-------- SUPPLIED RECORDS --------

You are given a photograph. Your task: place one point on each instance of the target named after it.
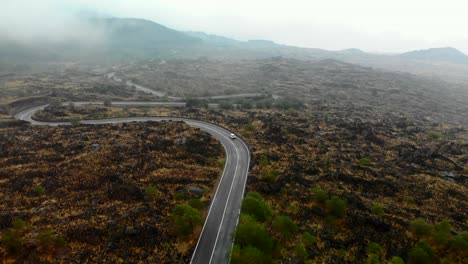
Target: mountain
(102, 40)
(214, 39)
(447, 54)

--------

All records above need to be returned exactly. Omit the pictures.

You are given a photograph. Your task: place one point on each instance of the target named after it.
Target: mountain
(102, 40)
(214, 39)
(447, 54)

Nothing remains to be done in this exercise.